Problem details: Reproduce every one of the items below line by line, without changing a single character.

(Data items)
== == ==

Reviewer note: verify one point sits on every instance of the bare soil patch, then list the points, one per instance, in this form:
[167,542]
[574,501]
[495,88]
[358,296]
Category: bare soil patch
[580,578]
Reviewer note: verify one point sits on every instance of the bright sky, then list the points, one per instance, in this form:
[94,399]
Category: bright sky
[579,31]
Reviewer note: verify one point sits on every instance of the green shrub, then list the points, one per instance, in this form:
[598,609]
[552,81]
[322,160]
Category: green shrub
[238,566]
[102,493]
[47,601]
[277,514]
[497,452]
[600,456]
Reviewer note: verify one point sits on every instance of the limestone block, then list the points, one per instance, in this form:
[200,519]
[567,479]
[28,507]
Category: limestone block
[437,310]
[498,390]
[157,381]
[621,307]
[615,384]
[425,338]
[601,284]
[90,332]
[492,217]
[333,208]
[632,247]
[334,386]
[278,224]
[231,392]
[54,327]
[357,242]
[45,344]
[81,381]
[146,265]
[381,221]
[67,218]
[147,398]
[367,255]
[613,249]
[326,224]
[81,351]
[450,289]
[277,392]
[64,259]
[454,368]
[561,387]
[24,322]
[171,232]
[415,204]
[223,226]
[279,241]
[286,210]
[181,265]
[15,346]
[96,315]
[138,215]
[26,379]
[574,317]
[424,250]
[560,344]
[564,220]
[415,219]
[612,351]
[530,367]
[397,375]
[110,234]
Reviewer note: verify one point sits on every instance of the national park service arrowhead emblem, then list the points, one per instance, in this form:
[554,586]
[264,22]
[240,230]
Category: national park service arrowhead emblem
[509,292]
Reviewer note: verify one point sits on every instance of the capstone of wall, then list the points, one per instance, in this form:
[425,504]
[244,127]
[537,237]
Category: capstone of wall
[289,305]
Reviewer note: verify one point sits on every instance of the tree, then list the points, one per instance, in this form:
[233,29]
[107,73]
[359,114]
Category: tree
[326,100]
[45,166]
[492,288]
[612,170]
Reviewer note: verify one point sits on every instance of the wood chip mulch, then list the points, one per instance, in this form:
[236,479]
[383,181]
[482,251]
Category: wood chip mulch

== == ==

Expected answer:
Reviewer note: verify one point sits on every instance of the bare soil patch, then list the points, one per instance, in this form:
[167,542]
[574,501]
[495,88]
[358,296]
Category: bare soil patch
[580,578]
Reviewer note: verify one point sits on every instance of the bright sky, then list the points, one per instance, in this form:
[94,399]
Category: bright sky
[579,31]
Reviewer note: verify one point sits on every instance of the green shrub, then list the points, one per instance, in this form:
[598,609]
[552,81]
[322,160]
Category: green shrub
[238,566]
[102,493]
[47,601]
[277,514]
[497,452]
[600,456]
Reviewer note: verify one point sits on every instance of the limestone block, then list the points, one per instance, in this form:
[200,519]
[567,479]
[28,507]
Category: limestone block
[437,310]
[498,390]
[157,381]
[621,307]
[615,384]
[425,338]
[601,284]
[90,332]
[492,217]
[333,208]
[632,247]
[334,386]
[278,224]
[231,392]
[54,327]
[357,242]
[45,344]
[81,381]
[146,265]
[381,221]
[67,218]
[147,398]
[367,255]
[613,249]
[326,224]
[81,351]
[450,289]
[277,392]
[64,259]
[454,368]
[561,387]
[24,322]
[171,232]
[415,204]
[223,226]
[279,241]
[286,210]
[181,265]
[15,346]
[96,315]
[138,215]
[26,379]
[574,317]
[424,250]
[560,344]
[564,220]
[415,219]
[612,351]
[530,367]
[397,375]
[110,234]
Reviewer note: verify one point sits on every instance of the national park service arrowhead emblem, then list the points, one per instance, in this form:
[554,586]
[264,22]
[240,230]
Category: national park service arrowhead emblem
[509,292]
Reviewer note: verify one point sits on every instance of the capstone of wall, then list the points, one per instance, in this form:
[425,504]
[244,127]
[537,237]
Category: capstone of wall
[289,305]
Reviewer note: verify one point sits on every instance of the tree, then list the points, one per instance, in this form:
[233,29]
[107,73]
[359,114]
Category: tree
[326,100]
[45,166]
[492,288]
[612,170]
Reviewer note: verify one point sits on every instance of the wood chip mulch, then list the points, one per instance, in this form:
[236,479]
[383,181]
[482,251]
Category: wood chip mulch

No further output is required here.